— Begin TEXT TO READ —

[openstack-dev] [TripleO] Kicking TripleO up a notch

Dan Prince dprince at redhat.com
Thu Oct 3 22:00:05 UTC 2013


Hi Robert,

In general I buy the vision laid out in this email. I think "Starting with the customer story" will keep us on the right track as to what features to implement, working on most important stuff, etc. A CD tripleO setup sounds just grand. For me though most of what you've laid out here is like kicking it up two notches (not just one). Not saying I don't think we should work towards this... just wondering if it is the most important thing at the moment. What I mean is... with all the instability in keeping TripleO working on a weekly basis would we be better served putting our resources on the CI front first. And once we have stability... then we kick things up another notch or two? Or perhaps we do both of these in parallel?

I like the idea of multiple lines of defense... but given limited resources I wonder if some simpler CI doesn't trump CD at this point.

Dan

----- Original Message -----
> From: "Robert Collins" <robertc at robertcollins.net>
> To: "OpenStack Development Mailing List" <openstack-dev at lists.openstack.org>
> Sent: Tuesday, October 1, 2013 4:37:16 AM
> Subject: [openstack-dev] [TripleO] Kicking TripleO up a notch
> 
> Warning, this is a little long, but it's the distillation of a
> 2.mumble hour call I had late last week with Devananda and Clint. It's
> a proposal: please do comment and critique it.
> 
> The tl;dr read is:
>  - we've been doing good work
>  - but most of us are currently focused on the tech rather than the
> customer stories
>  - lets fix that
>  - Start with customer story and work back to minimum work needed
>    - and we can actually be *delivering* that story [we have hardware
> for it, thanks to HP]
>  - Focus on efficiency and reducing firefighting before new features
>  - https://trello.com/tripleo as an experimental kanban for this [1]
> 
> Now for a less condensed, and hopefully more useful version :)
> 
> The night before the call I finished reading
> http://www.amazon.com/The-Phoenix-Project-Business-ebook/dp/B00AZRBLHO/ref=sr_1_9?s=digital-text&ie=UTF8&qid=1380182909&sr=1-9&keywords=the+goal
> which is a devops casting of 'The Goal', a seminal work in the LEAN
> manufacturing space. (It's terrible writing in a lot of ways, but it
> also does do a pretty good job IMO of highlighting the
> systems-thinking aspects of CD... but it doesn't drill into the
> detailed analysis of each aspect so some followup reading required to
> get chapter and verse on e.g. 'single item flow is ideal').
> 
> It reminded me very strongly of things I used to hold as very
> important, but I've been sidetracked into playing with the tech -
> which I love - and not focusing on ... 'The goal'. I grabbed Clint,
> and Deva, and tried to grab Joe - to get a cross section of focus
> areas : Heat, Ironic/NovaBM/Nova - to sanity check what was in my head
> :).
> 
> Our goal is to deliver a continuously deployed version of OpenStack.
> Right now, we're working on plumbing to build a /good/ version of
> that. Note the difference: 'deliver an X', 'building stuff to let us
> deliver a good X'.

— End TEXT TO READ —

» **THINGS TO DO**:
a - On what date does the TripleO email say Robert Collins sent his original message?
b - Please rewrite the TripleO email starting with "I like the idea" and going on through "and critique it.", changing "critique" to "review".
The records that come next are from a separate source, not the TripleO email.

— Begin DATA ROWS —

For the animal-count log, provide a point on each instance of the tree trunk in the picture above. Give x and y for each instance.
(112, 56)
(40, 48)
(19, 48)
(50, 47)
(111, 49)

— End DATA ROWS —

» **ANSWER LIST**:
a - Tuesday, October 1, 2013

b -
I like the idea of multiple lines of defense... but given limited resources I wonder if some simpler CI doesn't trump CD at this point.

Dan

----- Original Message -----
> From: "Robert Collins" <robertc at robertcollins.net>
> To: "OpenStack Development Mailing List" <openstack-dev at lists.openstack.org>
> Sent: Tuesday, October 1, 2013 4:37:16 AM
> Subject: [openstack-dev] [TripleO] Kicking TripleO up a notch
> 
> Warning, this is a little long, but it's the distillation of a
> 2.mumble hour call I had late last week with Devananda and Clint. It's
> a proposal: please do comment and review it.